▸ **Required work**: Transcribe every line of the listing below without any deviation.

● ● ● ● ●

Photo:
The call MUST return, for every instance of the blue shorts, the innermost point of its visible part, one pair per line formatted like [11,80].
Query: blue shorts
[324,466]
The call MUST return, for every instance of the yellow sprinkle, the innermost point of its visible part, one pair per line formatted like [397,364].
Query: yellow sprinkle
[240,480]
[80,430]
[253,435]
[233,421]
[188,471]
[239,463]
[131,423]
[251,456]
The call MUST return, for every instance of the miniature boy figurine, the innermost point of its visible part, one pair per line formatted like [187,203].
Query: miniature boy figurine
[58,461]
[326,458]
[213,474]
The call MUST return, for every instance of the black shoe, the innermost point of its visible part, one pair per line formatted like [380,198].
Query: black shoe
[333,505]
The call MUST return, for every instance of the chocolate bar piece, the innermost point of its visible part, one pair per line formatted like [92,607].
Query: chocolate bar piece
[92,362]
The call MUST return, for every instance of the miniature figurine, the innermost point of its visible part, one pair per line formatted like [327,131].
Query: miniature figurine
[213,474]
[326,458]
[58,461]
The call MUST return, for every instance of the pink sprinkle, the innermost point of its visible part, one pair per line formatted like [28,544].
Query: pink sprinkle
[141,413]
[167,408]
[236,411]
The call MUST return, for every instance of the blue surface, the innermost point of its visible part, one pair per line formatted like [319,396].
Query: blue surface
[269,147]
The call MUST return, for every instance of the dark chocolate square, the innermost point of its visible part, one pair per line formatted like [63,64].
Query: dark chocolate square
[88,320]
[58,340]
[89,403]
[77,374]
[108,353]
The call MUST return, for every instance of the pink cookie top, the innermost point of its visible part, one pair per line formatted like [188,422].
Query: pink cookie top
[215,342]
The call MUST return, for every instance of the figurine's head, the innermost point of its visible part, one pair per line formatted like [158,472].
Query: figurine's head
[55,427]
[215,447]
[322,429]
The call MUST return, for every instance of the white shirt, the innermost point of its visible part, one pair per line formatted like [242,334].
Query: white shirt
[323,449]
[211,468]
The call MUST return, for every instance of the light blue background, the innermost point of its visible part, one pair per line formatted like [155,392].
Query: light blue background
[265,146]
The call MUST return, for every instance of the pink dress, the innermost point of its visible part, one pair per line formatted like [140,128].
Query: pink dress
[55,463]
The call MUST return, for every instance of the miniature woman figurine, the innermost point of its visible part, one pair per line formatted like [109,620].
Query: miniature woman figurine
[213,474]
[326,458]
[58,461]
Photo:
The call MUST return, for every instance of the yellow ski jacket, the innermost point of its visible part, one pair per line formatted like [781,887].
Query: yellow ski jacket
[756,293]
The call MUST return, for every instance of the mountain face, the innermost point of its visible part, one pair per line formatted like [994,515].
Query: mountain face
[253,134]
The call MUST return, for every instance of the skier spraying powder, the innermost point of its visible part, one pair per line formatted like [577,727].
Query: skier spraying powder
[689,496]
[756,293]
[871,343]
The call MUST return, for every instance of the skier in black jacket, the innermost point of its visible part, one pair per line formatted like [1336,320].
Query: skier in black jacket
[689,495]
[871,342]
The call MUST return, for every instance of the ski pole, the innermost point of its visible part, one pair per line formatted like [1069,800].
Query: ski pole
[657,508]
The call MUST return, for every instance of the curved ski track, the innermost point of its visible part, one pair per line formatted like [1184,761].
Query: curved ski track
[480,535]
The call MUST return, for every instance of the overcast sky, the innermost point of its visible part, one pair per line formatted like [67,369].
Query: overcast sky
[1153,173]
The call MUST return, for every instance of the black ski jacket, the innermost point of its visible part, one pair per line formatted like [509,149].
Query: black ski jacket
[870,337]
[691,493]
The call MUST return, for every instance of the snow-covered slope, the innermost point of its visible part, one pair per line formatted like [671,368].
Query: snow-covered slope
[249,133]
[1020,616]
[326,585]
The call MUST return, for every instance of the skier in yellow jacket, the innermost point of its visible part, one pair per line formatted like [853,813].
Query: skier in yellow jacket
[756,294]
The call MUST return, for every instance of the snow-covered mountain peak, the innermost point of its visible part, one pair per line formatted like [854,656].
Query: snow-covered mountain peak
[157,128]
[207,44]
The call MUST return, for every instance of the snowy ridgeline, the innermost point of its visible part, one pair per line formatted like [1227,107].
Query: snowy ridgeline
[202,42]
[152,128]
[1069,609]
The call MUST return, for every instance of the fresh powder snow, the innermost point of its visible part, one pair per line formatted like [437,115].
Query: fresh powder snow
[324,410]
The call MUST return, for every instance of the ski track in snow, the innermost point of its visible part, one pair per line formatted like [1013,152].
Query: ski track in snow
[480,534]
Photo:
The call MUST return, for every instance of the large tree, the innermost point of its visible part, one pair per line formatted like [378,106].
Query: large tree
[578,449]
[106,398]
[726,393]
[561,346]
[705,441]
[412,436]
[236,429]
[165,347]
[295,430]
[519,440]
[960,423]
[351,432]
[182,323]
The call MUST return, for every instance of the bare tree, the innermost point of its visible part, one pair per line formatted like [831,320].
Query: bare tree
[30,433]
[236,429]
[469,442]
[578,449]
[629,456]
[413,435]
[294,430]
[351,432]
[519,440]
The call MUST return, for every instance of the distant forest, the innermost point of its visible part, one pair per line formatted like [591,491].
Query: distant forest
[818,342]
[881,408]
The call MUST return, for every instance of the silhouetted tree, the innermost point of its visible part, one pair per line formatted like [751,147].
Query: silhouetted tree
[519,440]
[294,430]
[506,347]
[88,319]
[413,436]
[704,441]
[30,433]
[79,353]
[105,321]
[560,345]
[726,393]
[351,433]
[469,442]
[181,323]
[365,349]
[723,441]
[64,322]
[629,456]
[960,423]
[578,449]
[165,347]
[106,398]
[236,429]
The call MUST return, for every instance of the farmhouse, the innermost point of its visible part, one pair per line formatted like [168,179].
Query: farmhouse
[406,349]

● ● ● ● ●

▸ **Output for this task**:
Photo:
The call MUST return, for every instance of the blue shorts, the innermost point of its visible part, one pair per line formatted like [11,80].
Query: blue shorts
[324,466]
The call MUST return, for every instance of the yellow sprinkle, the innermost point of its visible part, one pair per line formatted like [397,364].
Query: yellow sprinkle
[240,480]
[80,430]
[253,435]
[233,421]
[188,471]
[239,463]
[131,423]
[251,456]
The call MUST return, for every instance of the miniature boy figurine, the innermost point of its visible part, one pair per line formatted like [187,203].
Query: miniature boy figurine
[58,461]
[326,458]
[213,474]
The call MUST return, for every instance of the black shoe, the innermost point of its visible part, one pair per line formatted like [380,198].
Query: black shoe
[333,505]
The call MUST return, for every instance of the chocolate bar piece, the innermost point of its visible part, one pair per line formatted like [92,607].
Query: chocolate bar piece
[92,362]
The call MUST return, for every instance of the miniature figurine, the innermost point of its visible part, one pair per line formatted like [327,131].
Query: miniature figurine
[213,474]
[326,458]
[58,461]
The call MUST return, for every instance of the pink sprinkle, the innermost point of its visible part, one pair per line formatted like [28,544].
Query: pink sprinkle
[141,413]
[167,408]
[236,411]
The call MUST return, for every instance of the blue surface, the innermost point of its visible part, one pair per line formatted like [319,396].
Query: blue surface
[269,147]
The call MUST return, for every instance of the dark chocolate square, the innermost point of its visible part, one pair per line formatted like [63,64].
Query: dark chocolate square
[88,320]
[58,340]
[89,403]
[77,374]
[108,353]
The call MUST return, for every instance of the pink cookie top, the innermost point of its visible part, one pair per line formatted like [188,422].
Query: pink cookie top
[215,342]
The call MUST return, for every instance of the figurine's head, the innermost point of its visible part, one pair per line formatted like [158,472].
Query: figurine's head
[55,427]
[215,447]
[322,429]
The call MUST return, for every instance of the white shirt, the innermost point of its visible part, one pair per line formatted like [242,334].
Query: white shirt
[323,449]
[211,468]
The call MUST return, for every instance of the light blue background, the innermost point of its visible part, one pair per line formatted like [155,392].
Query: light blue background
[265,146]
The call MUST return, for every instance of the pink dress, the innermost point of its visible part, one pair per line formatted like [140,128].
Query: pink dress
[55,463]
The call MUST return, for every instance of the miniature woman figurine, the innermost point of its visible part, one pair per line formatted like [109,620].
Query: miniature woman figurine
[213,474]
[326,458]
[58,461]
Photo:
The call MUST return, for every instance of the yellow ski jacket, the innermost point of its visible part, one pair per line formatted like [781,887].
Query: yellow ski jacket
[756,293]
The call MUST return, for every instance of the mountain face, the innermost point of its visible part, one pair per line formatted like [994,515].
Query: mountain face
[253,134]
The call MUST return, for every instance of the skier spraying powder, the innermost point of its visible part, one pair per line formatted like [577,727].
Query: skier spraying powder
[689,496]
[756,293]
[871,343]
The call MUST return, for every instance of the skier in black jacket, the innermost point of its visible part, one pair per line formatted like [1336,320].
Query: skier in black jacket
[689,495]
[871,342]
The call MUST return, for every instance of the ski pole, the innermost point of its visible part, one pair per line formatted like [1069,800].
Query: ski pole
[657,508]
The call MUST return, for every instance of the curved ski track, the innermost point of its visible part, one pair per line formatted like [1184,761].
Query: curved ski track
[480,535]
The call MUST return, for every instance of the overcast sky, the innermost point of its visible part, one pair per line formatted like [67,369].
Query: overcast sky
[1153,173]
The call MUST return, for every instance of the black ski jacket, the innermost point of its visible part, one pair per line formatted like [509,149].
Query: black ski jacket
[870,337]
[691,493]
The call MUST return, for every instance of the snow-covered slope, the innermost point of its visible part, one pair per line formatted like [671,368].
Query: snow-covered slope
[249,133]
[1020,616]
[326,585]
The call MUST return, for every instance of the skier in yellow jacket, the innermost point of its visible part, one pair per line formatted like [853,813].
Query: skier in yellow jacket
[756,294]
The call MUST return, for every instance of the snow-covered mountain peak, the innermost point of its visible part, one pair per line formatted like [854,656].
Query: snow-covered mountain peak
[157,128]
[207,44]
The call MUST return, for every instance of the snowy ridgeline, the innermost point of its visible part, one pair per line formatted like [1227,107].
Query: snowy ridgeline
[202,42]
[152,128]
[1069,609]
The call MUST return, for every instance of the fresh powder snow, the innermost point of its visible part, one pair per line formatted like [437,115].
Query: fresh powder snow
[324,410]
The call MUST return, for every instance of the ski track in snow, the innermost point of its visible part, one pair per line formatted like [1013,152].
Query: ski track in snow
[480,534]
Photo:
The call MUST return, for every instance of the large tree, the innermost point of its visible part, one pair per line formatted like [378,106].
Query: large tree
[578,449]
[106,398]
[726,393]
[561,346]
[705,441]
[412,436]
[236,429]
[165,347]
[295,430]
[519,440]
[960,423]
[351,432]
[182,323]
The call MUST return, for every instance of the bare tree, the innermost point of its visible part, one pair per line formatted like [831,320].
Query: bare tree
[30,433]
[236,429]
[469,442]
[578,449]
[629,456]
[413,435]
[294,430]
[351,432]
[519,440]
The call MUST return, for every instance of the distant forest, the innermost point of its visible part, one pair per line formatted like [591,491].
Query: distant forest
[818,342]
[881,408]
The call MUST return, for every instance of the silhouetted tree, the innermost point of its visible part, one pair per line formatted like [751,147].
Query: silhouetted tree
[519,440]
[294,430]
[506,347]
[88,319]
[413,436]
[704,441]
[30,433]
[79,353]
[105,321]
[560,345]
[726,393]
[351,433]
[469,442]
[181,323]
[365,349]
[723,441]
[64,322]
[629,456]
[960,423]
[578,449]
[165,347]
[106,398]
[236,429]
The call MUST return, for every instance of the farmhouse, the innermost point of its visible part, one pair per line formatted like [168,179].
Query: farmhouse
[406,349]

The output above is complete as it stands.